◆ **TEXTO DO DOCUMENTO**
———

Da série Abecedário Pessoal
Para alguns, escrever é martírio, suplício, penitência, castigo, sufocação, asfixia, ameaça de morte. O sentimento costuma ser expresso numa frase simples e definitiva: não gosto de escrever. Como quem diz: não gosto de cachorro. Ou, para outros: não gosto de gato. Dito assim, não há mais o que pensar sobre o assunto: não gosto e pronto.
Para muitos, escrever é como
respirar o ar da montanha, comer uma comida gostosa, beber água gelada ou vinho
bom, ler um ótimo romance. Mas ninguém é indiferente ao verbo escrever, a ponto
de podermos dividir a humanidade em duas categorias: as pessoas que gostam de
escrever e as que não gostam.
Visto está que pertenço à categoria
daqueles que gostam de escrever, ou o leitor não estaria lendo o que agora lê.
Mas estou só, escrevo só, que o processo é mesmo solitário e por ora ainda não
há leitor algum. Nesse instante, sou meu próprio leitor, ou leitor de mim
mesmo.
Quando um compositor registra as
notas da nova composição na partitura – vale dizer, no ato da criação – ainda
não há música, não ao menos como a conhecemos, nós meros ouvintes: uma
sequência de sons e silêncios. Bem verdade que já há um outro tipo de música,
aquela existente (ou pré-existente) na mente do compositor, e que só ele é
capaz de ouvir, porque feita de silêncio ainda. Podemos pensar então que a
música ganha existência real – ganha vida, podemos dizer – quando é tocada por
um ou múltiplos intérpretes, e por nós ouvida.
Com o escritor isso não acontece.

———

◆ **DADOS EXTRAÍDOS**
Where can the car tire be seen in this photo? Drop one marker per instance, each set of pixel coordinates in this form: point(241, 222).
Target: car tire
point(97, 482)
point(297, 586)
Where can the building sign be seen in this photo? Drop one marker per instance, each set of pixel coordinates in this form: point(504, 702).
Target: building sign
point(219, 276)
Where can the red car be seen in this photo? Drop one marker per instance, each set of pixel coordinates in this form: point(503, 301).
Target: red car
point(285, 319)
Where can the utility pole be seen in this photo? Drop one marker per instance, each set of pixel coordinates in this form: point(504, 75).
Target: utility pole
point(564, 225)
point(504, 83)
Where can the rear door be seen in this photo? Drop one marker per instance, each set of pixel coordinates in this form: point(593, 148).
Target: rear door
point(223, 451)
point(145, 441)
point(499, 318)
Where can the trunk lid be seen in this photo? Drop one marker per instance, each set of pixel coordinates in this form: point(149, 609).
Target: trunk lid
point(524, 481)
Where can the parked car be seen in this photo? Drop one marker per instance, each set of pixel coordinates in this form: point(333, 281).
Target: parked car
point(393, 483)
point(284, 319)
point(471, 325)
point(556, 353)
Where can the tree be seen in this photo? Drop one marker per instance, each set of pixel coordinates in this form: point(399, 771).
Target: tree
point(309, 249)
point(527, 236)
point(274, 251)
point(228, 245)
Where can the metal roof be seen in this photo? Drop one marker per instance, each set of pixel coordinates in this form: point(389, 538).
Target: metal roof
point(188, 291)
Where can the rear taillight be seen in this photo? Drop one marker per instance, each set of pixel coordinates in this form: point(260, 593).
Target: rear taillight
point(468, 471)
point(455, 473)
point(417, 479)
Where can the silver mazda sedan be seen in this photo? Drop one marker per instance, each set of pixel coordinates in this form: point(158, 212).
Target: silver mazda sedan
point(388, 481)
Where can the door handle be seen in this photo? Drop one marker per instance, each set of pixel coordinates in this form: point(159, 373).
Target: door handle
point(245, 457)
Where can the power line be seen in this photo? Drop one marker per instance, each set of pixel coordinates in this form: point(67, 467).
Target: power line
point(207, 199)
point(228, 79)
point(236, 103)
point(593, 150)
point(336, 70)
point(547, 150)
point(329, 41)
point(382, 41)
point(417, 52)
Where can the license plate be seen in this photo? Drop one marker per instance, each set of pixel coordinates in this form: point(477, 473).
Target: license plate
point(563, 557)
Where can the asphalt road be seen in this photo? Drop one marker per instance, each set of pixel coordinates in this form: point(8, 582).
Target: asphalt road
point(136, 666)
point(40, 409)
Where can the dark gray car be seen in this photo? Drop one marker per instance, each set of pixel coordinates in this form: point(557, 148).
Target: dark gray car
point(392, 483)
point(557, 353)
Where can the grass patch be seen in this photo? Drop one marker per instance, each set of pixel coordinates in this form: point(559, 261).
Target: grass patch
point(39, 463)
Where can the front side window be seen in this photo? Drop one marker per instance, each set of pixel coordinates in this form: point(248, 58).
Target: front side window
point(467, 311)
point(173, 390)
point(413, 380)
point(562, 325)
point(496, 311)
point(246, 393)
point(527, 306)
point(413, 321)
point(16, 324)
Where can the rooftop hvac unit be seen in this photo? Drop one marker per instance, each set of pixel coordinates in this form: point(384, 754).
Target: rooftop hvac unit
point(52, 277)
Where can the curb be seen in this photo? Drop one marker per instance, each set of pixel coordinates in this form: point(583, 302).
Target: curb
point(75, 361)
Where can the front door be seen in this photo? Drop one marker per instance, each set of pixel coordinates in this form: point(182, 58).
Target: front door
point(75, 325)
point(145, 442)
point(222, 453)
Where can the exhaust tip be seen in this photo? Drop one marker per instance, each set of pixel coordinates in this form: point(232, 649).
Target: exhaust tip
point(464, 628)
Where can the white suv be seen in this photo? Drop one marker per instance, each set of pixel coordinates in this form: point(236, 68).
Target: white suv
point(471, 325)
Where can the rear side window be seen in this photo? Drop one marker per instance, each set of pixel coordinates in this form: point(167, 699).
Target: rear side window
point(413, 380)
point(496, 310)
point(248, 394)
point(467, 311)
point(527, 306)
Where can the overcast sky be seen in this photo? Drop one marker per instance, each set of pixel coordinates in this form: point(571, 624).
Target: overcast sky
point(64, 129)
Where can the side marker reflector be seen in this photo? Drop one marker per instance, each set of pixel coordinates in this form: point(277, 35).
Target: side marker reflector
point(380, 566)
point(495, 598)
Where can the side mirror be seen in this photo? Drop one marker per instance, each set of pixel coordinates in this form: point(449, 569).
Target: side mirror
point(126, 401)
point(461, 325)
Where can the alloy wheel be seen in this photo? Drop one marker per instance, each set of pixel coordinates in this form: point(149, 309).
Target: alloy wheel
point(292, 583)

———

◆ **INSTRUÇÃO ESCRITA 1**
Condense o parágrafo do texto do documento iniciado por "Quando um compositor registra as notas" e preserve seus fatos principais.
◆ **INSTRUÇÃO ESCRITA 2**
Dê continuidade ao texto sobre o ato de escrever, a partir da última frase apresentada.

◆ **RESULTADO DO EXERCÍCIO 1**
No ato da criação, quando o compositor registra as notas na partitura, ainda não existe música como os ouvintes a conhecem, isto é, uma sequência de sons e silêncios. Existe apenas uma música na mente do compositor, feita ainda de silêncio, que só ele consegue ouvir. A música ganha existência real quando um ou mais intérpretes a tocam e nós a ouvimos.

◆ **RESULTADO DO EXERCÍCIO 2**
Antes mesmo que algum leitor se apresente, o texto já é um texto, ganha vida
própria assim que é escrito. Ele pode ser lido, relido, editado (até à exaustão,
caso o autor seja um neurótico perfeccionista), por aquele que acaba de
escrevê-lo. Torná-lo público é uma outra questão. Kafka que nos diga!
A esta fase, a da publicação,
aqueles que não escrevem evidentemente não chegam a ela. (Um problema a menos,
portanto.) Os que escrevem conhecem bem o dilema: publicar ou não publicar, eis
a questão! Porque traz à luz a existência do Outro. Aquele que escreve, em
teoria ao menos, pode escrever apenas para si. (O escritor profissional escreve
sempre para o outro.) Quando o autor pensa em publicar, o Outro surge com força
e a repercussão deste fato sobre aquele que escreve torna-se inexorável. O
autor projeta suas ideias e pensamentos e, em seguida, esta projeção volta-se
para ele mesmo, em sua direção, e ao recebe-la ele já não será o mesmo, e seu
texto já não será o mesmo.
Independentemente do dilema da
publicação, ou antes dele, para alguns surge aquilo que podemos chamar de a
necessidade de escrever. Não se trata apenas de um desejo, capricho, veleidade,
veneta, extravagância, esdruxulez, frivolidade, mania, telhice, luada,
destempero, pendor (ou falta de pendor), mas de uma necessidade. Como pré-requisito,
apenas este gosto pelas palavras. Gosto que também se manifesta no ato da
leitura. Para aquele que escreve, ler e escrever são irmãos siameses: desde
sempre. Mas há um momento em que a necessidade da escrita suplanta o prazer da
leitura; o escritor já não pode ler o que o Outro escreveu; está concentrado
(condenado?), possuído mesmo pela própria necessidade de escrever, e esta não
pode ser perturbada; a busca agora é da própria palavra original, pessoal, sem
contaminação.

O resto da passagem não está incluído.